Required task ::
Report every line in the items that contains the string "truck", copying each such line in full. Case counts, so match the letters exactly as capitalized.

——

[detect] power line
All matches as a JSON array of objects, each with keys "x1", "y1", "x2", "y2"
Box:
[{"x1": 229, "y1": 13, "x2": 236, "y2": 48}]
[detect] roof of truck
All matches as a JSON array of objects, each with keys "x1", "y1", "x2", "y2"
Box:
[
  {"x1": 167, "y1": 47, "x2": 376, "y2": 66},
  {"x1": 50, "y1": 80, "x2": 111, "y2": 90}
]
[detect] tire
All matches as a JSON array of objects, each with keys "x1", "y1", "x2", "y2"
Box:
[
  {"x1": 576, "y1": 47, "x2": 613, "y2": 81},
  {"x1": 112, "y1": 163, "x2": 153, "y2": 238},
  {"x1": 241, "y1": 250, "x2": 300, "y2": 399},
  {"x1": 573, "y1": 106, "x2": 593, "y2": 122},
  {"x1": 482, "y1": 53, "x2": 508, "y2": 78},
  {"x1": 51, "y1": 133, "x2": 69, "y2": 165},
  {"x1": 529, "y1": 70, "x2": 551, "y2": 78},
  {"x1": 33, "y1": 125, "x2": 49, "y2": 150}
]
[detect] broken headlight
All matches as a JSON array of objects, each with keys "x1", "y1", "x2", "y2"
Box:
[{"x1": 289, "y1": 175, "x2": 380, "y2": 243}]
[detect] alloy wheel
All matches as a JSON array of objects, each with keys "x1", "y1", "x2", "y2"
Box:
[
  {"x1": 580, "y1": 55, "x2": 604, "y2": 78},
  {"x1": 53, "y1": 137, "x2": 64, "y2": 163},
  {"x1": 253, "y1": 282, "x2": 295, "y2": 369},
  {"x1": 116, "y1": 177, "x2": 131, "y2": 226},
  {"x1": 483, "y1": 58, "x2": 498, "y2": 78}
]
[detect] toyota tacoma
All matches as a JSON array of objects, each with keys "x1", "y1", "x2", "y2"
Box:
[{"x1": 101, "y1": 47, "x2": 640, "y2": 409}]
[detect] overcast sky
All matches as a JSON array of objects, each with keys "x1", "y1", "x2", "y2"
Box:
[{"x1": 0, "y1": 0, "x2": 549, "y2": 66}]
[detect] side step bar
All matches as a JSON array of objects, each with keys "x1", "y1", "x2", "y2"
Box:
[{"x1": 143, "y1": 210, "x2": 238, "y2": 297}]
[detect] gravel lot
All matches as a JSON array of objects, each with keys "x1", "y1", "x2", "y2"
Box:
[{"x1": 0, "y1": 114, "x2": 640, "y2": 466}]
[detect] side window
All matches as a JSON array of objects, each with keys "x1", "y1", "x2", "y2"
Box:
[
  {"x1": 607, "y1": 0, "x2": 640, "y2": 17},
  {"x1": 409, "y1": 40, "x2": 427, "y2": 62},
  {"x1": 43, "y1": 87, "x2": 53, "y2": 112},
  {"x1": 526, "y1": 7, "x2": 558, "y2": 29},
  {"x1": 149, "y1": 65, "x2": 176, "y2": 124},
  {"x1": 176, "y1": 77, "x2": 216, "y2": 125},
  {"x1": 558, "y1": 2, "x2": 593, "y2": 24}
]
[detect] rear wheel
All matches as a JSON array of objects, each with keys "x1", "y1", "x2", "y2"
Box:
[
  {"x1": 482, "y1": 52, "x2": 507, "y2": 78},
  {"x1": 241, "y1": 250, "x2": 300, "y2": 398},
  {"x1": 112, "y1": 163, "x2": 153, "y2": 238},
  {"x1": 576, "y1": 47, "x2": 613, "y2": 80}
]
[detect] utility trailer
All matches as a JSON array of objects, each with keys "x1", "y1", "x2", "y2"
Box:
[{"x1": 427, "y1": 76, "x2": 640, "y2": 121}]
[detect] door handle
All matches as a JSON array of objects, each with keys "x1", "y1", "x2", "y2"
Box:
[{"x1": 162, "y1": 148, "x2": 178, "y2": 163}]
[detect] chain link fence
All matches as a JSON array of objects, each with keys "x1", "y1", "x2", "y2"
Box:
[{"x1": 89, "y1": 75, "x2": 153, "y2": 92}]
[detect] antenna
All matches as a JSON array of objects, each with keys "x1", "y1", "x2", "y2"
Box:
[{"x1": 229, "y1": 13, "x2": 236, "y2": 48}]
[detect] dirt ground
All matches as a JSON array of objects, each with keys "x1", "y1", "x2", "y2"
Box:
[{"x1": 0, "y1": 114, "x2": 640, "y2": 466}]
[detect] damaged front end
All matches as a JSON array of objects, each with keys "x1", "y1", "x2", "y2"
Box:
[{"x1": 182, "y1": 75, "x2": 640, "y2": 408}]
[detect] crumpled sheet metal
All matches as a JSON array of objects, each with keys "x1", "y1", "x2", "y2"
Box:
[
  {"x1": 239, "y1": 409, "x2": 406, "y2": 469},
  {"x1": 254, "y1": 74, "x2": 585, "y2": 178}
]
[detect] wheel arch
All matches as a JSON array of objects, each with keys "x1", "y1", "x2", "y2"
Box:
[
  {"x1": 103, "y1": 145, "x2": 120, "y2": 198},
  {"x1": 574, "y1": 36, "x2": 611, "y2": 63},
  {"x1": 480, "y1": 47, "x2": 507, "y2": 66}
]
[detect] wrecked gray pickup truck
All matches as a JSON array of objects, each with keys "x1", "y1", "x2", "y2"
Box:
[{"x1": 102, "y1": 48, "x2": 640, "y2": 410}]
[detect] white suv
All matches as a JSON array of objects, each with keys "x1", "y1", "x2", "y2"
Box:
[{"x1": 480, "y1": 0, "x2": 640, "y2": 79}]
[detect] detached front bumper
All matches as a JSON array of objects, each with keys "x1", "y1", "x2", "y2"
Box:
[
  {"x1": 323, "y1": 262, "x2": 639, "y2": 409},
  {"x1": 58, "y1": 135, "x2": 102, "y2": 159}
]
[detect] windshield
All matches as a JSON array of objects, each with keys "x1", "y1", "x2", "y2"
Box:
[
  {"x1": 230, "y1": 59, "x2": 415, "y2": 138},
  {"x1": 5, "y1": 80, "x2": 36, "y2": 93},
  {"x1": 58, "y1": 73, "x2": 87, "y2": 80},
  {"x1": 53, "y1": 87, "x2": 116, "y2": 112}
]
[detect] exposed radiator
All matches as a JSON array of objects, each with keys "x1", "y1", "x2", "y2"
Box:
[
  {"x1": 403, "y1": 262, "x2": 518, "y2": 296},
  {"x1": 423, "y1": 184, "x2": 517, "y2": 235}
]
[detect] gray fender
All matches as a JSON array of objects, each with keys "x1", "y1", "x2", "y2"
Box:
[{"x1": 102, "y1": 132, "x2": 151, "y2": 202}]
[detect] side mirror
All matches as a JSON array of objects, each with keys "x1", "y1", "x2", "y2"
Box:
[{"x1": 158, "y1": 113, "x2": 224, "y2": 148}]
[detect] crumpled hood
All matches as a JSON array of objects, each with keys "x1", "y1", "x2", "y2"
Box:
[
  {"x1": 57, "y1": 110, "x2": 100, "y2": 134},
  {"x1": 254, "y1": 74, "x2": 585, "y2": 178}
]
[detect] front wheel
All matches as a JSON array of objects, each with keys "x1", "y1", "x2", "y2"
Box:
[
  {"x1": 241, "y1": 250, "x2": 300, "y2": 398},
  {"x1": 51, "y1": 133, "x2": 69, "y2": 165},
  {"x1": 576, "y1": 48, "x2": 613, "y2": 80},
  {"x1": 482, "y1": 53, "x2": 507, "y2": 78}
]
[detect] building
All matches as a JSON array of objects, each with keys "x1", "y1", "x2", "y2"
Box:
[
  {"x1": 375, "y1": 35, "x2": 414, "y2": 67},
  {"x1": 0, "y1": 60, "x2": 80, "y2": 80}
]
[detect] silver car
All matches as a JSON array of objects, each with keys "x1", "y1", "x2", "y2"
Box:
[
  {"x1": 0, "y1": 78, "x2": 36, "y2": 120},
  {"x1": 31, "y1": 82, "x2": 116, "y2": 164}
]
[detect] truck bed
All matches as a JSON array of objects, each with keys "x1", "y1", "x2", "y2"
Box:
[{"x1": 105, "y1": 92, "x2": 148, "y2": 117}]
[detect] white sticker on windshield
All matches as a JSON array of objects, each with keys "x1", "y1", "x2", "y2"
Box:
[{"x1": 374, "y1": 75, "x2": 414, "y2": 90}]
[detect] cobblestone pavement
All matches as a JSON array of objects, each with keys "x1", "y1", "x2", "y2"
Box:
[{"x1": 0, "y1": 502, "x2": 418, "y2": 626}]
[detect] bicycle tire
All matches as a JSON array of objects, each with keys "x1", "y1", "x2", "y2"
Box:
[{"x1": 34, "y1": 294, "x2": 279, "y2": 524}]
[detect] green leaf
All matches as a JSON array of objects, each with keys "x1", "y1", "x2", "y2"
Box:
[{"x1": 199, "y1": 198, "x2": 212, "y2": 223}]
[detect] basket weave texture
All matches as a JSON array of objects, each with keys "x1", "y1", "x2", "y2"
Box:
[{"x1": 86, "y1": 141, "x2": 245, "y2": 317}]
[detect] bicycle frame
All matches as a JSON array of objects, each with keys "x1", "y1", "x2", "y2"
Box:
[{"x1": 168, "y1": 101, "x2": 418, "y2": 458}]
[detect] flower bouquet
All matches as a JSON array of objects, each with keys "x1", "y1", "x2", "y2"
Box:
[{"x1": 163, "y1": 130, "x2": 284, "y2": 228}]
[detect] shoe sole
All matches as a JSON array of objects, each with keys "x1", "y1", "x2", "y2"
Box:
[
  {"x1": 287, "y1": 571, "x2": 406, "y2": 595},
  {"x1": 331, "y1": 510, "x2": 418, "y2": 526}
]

——

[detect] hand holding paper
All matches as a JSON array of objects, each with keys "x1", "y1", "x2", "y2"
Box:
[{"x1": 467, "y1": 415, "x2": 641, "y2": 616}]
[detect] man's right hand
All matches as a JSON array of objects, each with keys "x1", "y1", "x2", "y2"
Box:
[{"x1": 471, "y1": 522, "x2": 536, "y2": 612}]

——

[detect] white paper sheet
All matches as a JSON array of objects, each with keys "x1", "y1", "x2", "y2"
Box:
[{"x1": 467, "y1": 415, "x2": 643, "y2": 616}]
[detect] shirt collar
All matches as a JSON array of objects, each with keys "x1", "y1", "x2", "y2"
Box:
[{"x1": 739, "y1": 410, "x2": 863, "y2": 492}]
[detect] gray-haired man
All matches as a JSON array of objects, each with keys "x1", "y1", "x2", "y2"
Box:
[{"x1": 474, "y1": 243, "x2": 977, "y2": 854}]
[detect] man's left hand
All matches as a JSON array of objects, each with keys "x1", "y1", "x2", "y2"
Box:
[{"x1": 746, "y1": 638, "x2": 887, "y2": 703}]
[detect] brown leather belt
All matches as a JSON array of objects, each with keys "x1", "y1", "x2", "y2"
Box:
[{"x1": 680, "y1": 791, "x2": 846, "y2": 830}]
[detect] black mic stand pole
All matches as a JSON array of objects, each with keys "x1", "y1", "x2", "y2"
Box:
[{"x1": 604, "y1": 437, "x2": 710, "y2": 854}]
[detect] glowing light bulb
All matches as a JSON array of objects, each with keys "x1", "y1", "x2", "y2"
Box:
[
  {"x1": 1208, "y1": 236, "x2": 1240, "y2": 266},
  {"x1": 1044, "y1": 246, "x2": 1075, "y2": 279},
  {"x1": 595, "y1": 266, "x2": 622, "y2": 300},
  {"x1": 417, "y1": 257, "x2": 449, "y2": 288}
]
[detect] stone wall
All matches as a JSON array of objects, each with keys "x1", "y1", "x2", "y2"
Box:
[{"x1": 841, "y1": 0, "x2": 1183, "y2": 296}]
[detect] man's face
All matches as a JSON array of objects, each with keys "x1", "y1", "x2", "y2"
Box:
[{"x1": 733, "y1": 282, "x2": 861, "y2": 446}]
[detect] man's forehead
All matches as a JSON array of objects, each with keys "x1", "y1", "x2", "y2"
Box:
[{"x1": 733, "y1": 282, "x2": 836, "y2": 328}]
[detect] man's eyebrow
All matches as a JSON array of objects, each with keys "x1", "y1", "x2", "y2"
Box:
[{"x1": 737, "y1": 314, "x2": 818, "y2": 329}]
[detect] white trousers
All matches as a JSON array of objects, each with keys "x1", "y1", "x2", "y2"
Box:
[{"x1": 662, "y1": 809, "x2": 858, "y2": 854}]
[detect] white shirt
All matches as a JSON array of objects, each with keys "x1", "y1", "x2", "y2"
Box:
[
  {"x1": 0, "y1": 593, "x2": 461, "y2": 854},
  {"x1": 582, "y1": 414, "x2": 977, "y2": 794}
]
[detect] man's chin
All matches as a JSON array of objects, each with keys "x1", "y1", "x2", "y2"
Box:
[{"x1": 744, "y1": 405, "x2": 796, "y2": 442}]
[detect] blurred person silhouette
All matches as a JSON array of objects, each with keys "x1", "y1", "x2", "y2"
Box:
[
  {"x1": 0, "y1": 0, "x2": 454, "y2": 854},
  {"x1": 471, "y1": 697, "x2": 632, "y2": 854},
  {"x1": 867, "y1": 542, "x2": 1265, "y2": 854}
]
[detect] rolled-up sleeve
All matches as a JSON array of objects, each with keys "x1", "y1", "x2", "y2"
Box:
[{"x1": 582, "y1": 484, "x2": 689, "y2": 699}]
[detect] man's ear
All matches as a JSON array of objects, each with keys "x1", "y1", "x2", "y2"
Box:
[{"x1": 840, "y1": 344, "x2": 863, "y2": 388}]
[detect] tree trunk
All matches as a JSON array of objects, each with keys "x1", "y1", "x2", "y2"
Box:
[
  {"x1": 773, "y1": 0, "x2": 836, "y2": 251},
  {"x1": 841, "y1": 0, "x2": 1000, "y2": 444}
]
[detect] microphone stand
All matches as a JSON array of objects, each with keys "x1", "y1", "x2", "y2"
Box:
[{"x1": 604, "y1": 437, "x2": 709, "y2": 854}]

——

Complete answer ::
[detect] roof of truck
[detect] wrecked gray pickup truck
[detect] truck bed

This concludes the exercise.